28 Years Later
In order to believe in isolationism, you must hide the truth from yourself and others. You need to construct a ficticious reality that's simpler, easier, and more rewarding than the real world. Then, you need to sell it.
In the case of 28 Years Later, the characters don't have much of a choice in the matter. The British Isles are quarantined from the rest of the world, and their village is quarantined from the rest of the British Isles. There are no means of rejoining broader society, so their community is forced to embrace the dishonesties of isolationism as a means of survival. They must lie to themselves, their families, and their peers in order to extract meaning from their daily lives. They need to exist in a fabricated reality as a means of being somewhat proud of their "accomplishments" and their community.
In short, when you're in isolation, you have to pretend that things are better than they are. There's nothing out there. It's chaos. It's zombies hanging dong. That fire over there? There's something sinister about it. If there is a doctor somewhere out there in the wilderness, they've gone insane with bloodlust.
In order to sustain itself, the isolated community in 28 Years Later pretends everything is 20% stronger, everyone is 20% healthier, and daily tasks are 20% more courageous or important or whatever. Like any society of a similar ilk, these self-deceptions are useful in the beginning, and they remain in tact for some time, maybe one generation, before everything comes apart at the seams (because obviously the whole point is that you can't really live in isolation, you have to try and expand, you know, grow, evolve, whatever).

Eventually, the first generation of isolationists are tasked with convincing their children that the way society functions is totallyyy fineee. They've resigned themselves to this state of being by tricking themselves into believing that their world is okay just the way it is. They just need to convince the younger generation (the second generation after the rage virus) to succumb to their collective psychosis. This, of course, is an impossible task in the long-term.

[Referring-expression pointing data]
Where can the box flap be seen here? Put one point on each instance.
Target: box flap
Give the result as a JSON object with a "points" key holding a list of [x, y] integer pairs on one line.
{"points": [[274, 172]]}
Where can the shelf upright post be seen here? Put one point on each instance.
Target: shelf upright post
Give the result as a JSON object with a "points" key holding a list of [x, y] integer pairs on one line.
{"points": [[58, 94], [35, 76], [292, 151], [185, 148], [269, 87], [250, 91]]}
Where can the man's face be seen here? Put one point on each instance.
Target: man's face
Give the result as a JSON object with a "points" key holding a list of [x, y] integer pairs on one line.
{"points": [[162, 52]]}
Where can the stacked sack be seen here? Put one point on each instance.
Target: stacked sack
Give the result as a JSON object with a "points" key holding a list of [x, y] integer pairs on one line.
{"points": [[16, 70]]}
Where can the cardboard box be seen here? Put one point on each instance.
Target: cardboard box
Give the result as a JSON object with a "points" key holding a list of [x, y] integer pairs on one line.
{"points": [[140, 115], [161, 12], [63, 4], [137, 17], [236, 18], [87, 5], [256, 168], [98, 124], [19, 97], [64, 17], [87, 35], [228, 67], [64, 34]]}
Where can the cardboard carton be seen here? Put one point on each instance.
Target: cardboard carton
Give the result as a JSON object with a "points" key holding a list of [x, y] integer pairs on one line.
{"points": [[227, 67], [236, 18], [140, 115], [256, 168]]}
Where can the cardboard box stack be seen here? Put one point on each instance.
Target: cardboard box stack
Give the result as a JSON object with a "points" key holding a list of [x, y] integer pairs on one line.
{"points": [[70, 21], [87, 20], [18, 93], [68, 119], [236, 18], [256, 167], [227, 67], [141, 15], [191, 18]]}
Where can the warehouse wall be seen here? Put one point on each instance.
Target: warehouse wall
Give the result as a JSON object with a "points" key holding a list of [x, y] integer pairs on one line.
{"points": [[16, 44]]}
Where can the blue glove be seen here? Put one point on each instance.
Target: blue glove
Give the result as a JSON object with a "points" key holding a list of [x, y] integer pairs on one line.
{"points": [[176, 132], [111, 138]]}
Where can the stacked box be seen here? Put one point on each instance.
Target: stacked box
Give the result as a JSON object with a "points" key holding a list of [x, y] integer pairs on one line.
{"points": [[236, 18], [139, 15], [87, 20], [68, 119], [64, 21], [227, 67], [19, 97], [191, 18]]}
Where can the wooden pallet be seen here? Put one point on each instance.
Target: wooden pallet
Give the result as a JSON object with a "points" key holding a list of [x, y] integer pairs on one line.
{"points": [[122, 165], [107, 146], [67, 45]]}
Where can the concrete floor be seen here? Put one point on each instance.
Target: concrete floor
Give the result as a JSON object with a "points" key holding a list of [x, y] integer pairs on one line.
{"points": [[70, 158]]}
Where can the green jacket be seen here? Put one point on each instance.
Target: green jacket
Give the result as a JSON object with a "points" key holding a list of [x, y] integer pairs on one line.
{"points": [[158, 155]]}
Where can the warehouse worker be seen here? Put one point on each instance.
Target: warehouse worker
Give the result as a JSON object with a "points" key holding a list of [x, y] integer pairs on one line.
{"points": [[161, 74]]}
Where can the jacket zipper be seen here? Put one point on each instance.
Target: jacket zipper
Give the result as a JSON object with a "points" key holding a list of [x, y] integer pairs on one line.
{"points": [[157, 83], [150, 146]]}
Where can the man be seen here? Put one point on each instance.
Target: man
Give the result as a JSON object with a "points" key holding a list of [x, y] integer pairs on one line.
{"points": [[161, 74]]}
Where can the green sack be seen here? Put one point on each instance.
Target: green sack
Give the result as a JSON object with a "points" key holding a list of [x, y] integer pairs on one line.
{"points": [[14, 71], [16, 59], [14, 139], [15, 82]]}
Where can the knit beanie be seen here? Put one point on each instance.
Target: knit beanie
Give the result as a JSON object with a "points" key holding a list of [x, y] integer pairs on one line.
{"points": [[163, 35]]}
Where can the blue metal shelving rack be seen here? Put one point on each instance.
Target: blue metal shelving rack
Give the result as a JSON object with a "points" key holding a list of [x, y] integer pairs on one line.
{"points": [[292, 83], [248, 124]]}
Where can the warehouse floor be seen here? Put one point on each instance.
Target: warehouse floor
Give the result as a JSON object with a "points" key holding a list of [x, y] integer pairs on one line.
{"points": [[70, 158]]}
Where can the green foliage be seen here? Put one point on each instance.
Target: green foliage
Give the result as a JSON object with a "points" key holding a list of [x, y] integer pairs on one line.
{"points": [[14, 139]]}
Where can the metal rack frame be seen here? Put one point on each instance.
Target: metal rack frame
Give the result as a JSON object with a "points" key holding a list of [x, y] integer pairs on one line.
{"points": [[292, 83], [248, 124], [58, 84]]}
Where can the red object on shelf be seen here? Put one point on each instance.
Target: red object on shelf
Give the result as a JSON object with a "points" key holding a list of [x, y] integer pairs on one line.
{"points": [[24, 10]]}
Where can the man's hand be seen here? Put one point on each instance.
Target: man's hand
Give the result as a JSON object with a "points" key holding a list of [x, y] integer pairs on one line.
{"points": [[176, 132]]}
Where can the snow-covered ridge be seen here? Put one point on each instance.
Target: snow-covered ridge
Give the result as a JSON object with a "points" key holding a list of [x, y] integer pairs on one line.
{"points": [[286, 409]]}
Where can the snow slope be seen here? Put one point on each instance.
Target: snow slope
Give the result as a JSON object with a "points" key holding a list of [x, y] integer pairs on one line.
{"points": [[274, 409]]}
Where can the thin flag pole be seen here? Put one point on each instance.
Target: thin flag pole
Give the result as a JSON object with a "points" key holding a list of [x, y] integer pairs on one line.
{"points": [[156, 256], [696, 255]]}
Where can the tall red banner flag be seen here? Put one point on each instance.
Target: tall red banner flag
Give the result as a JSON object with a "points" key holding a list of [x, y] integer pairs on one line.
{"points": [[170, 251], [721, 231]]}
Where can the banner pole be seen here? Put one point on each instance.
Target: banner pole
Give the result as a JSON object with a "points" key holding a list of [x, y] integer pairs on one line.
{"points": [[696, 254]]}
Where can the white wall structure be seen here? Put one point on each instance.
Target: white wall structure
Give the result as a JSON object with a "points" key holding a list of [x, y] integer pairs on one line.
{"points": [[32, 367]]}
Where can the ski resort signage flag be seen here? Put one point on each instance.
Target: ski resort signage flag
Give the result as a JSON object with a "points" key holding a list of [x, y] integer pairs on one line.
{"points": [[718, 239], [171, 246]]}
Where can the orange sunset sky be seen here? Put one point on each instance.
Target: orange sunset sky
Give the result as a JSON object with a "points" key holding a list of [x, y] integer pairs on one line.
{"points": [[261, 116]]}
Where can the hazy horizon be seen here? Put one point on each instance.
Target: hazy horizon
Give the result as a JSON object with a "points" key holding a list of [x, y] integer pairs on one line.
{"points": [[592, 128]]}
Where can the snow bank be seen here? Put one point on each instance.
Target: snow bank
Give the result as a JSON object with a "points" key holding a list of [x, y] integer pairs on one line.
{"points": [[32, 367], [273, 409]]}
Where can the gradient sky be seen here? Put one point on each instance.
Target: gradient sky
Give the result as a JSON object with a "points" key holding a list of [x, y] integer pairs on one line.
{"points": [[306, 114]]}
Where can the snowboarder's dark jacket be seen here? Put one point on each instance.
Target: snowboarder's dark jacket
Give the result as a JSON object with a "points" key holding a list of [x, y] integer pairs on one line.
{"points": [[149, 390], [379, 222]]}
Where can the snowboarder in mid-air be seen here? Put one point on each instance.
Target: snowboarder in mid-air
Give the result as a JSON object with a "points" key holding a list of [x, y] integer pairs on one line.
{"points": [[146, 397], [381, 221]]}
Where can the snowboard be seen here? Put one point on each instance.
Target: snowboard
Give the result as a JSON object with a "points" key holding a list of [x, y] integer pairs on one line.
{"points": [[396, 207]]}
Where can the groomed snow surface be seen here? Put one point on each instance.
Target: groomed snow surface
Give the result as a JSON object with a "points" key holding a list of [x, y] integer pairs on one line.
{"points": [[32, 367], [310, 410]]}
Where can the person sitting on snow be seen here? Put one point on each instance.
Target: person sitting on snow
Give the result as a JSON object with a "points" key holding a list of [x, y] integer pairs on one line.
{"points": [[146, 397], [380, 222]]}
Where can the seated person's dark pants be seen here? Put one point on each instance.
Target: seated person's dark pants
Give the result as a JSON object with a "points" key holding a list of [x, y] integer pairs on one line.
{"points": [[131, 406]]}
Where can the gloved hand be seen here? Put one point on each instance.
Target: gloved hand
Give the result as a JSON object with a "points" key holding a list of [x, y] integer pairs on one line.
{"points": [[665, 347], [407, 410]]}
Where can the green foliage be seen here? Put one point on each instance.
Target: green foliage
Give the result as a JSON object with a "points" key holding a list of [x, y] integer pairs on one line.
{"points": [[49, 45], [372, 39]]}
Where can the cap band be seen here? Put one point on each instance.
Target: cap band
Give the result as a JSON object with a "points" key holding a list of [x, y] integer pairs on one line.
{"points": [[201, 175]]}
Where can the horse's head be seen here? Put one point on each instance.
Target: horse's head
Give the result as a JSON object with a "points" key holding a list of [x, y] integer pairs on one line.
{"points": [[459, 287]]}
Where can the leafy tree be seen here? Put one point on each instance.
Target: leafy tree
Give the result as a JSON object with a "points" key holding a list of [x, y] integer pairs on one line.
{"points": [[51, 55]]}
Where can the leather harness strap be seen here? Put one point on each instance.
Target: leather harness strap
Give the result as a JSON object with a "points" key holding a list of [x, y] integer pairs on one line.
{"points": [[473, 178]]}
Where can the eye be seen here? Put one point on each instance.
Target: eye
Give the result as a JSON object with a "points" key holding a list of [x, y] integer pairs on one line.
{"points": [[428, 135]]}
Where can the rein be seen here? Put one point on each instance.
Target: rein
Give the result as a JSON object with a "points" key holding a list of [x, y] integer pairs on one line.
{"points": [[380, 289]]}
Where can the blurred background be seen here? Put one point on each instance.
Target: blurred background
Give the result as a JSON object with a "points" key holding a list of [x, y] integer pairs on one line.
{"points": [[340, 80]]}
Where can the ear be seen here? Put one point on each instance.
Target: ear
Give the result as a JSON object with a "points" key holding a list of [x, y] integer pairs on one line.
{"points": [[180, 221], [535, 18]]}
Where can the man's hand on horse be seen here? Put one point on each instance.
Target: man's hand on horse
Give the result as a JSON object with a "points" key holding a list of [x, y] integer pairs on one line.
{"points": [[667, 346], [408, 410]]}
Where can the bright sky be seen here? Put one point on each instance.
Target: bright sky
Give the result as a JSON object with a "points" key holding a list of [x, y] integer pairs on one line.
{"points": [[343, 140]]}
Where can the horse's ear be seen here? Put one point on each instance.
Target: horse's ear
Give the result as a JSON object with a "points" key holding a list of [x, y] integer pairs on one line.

Exercise tasks =
• A. Check each statement against the essay on 28 Years Later. For each, answer yes or no and quote the essay's deciding words. (i) The characters' village is cut off from the rest of the British Isles. (ii) The isolated community pretends everything is 50% stronger. (iii) The younger generation is the second generation after the rage virus.
• B. According to the essay on 28 Years Later, whom must the community lie to in order to extract meaning from their daily lives? List all of them.
• C. In the essay on 28 Years Later, what are the British Isles quarantined from?
The records have no connection to the essay on 28 Years Later.

Answers for the tasks =
• A.
(i) Yes: "their village is quarantined from the rest of the British Isles"
(ii) No: "pretends everything is 20% stronger"
(iii) Yes: "the younger generation (the second generation after the rage virus)"

• B. Themselves, their families, and their peers.

• C. The rest of the world.